Description of the task
Reproduce the full passage below about how batteries work, word for word.

Extracted text
[Start]
A battery uses its chemical potential energy to pump electric charges from its negative terminal to its positive terminal. Eventually it runs out of chemical potential energy. In an alkaline battery, the chemical potential energy is mostly contained in zinc powder and this powder oxidizes as the battery operates; in effect, it burns up in a very controlled manner. By the time the battery is dead, there just isn't much pure zinc metal left.
. How does a battery work? How many different kinds of batteries are there? - BW
Batteries use chemical reactions to move electric charges from one terminal to another. A chemical reaction is a process that rearranges molecules—you begin with a certain collection of molecules and end up with a different collection of molecules. As the atoms in those molecules rearrange, they stick to one another more tightly than before and they release some of their chemical potential energy. This released energy then takes another form. While some chemical reactions such as burning will turn this released energy into thermal energy, a battery uses this released energy to move electric charges from one place to another. The battery moves extra positive charges onto its positive terminal and extra negative charges onto its negative terminal. While you can't see those charges, you can tell that they're there. If you use wires to connect the terminals to the two sides of a light bulb, the charges will rush through the wires and the light bulb will glow.
[End]
Dataset extract
[Start]
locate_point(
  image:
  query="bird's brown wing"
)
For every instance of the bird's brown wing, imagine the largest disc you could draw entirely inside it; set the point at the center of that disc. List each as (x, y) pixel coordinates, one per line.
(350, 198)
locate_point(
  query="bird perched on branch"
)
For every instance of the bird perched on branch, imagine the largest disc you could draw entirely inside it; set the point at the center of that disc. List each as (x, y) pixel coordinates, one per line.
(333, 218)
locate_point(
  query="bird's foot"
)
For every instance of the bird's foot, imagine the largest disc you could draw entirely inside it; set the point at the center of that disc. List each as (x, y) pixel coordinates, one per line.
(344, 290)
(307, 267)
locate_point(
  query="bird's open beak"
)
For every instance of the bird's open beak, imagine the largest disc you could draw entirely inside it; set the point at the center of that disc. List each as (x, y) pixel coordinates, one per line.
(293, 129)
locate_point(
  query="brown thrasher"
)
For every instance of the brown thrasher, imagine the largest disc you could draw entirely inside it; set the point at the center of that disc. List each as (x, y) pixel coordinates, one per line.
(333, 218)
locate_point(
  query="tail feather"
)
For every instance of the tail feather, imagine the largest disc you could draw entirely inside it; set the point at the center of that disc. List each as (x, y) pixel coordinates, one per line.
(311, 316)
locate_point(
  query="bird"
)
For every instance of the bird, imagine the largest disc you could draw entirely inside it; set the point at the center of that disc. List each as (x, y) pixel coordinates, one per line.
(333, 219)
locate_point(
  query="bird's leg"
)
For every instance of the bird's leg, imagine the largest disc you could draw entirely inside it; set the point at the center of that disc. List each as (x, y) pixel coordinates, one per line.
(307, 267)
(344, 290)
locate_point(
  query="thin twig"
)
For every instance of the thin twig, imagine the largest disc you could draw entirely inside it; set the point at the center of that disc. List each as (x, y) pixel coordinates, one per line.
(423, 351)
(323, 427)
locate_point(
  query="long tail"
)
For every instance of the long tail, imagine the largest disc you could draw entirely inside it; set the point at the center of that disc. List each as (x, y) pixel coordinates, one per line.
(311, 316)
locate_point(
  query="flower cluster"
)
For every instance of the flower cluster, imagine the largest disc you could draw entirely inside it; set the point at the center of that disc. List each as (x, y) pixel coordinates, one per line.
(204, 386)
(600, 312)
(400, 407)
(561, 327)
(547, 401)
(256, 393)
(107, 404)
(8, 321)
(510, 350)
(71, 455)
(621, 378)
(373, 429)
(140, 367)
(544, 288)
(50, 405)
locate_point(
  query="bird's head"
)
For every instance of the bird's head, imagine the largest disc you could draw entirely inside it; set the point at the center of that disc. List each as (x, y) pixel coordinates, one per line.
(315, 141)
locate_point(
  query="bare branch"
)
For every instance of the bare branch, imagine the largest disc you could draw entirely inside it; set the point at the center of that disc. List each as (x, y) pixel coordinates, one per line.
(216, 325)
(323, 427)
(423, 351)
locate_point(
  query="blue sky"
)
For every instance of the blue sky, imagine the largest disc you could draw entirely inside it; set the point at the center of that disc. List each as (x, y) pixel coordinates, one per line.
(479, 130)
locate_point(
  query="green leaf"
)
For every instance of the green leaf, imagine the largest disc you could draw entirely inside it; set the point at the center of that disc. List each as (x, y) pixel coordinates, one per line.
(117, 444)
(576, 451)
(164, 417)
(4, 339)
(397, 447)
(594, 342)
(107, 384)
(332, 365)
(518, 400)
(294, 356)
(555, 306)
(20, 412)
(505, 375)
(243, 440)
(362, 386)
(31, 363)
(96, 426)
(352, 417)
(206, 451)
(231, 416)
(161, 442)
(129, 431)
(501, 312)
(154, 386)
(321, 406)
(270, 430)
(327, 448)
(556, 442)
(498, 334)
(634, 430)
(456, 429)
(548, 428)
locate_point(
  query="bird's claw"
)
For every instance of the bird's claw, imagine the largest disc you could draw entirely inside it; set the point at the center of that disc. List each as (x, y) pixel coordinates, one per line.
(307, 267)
[End]
Exercise result
A battery uses its chemical potential energy to pump electric charges from its negative terminal to its positive terminal. Eventually it runs out of chemical potential energy. In an alkaline battery, the chemical potential energy is mostly contained in zinc powder and this powder oxidizes as the battery operates; in effect, it burns up in a very controlled manner. By the time the battery is dead, there just isn't much pure zinc metal left.
. How does a battery work? How many different kinds of batteries are there? - BW
Batteries use chemical reactions to move electric charges from one terminal to another. A chemical reaction is a process that rearranges molecules—you begin with a certain collection of molecules and end up with a different collection of molecules. As the atoms in those molecules rearrange, they stick to one another more tightly than before and they release some of their chemical potential energy. This released energy then takes another form. While some chemical reactions such as burning will turn this released energy into thermal energy, a battery uses this released energy to move electric charges from one place to another. The battery moves extra positive charges onto its positive terminal and extra negative charges onto its negative terminal. While you can't see those charges, you can tell that they're there. If you use wires to connect the terminals to the two sides of a light bulb, the charges will rush through the wires and the light bulb will glow.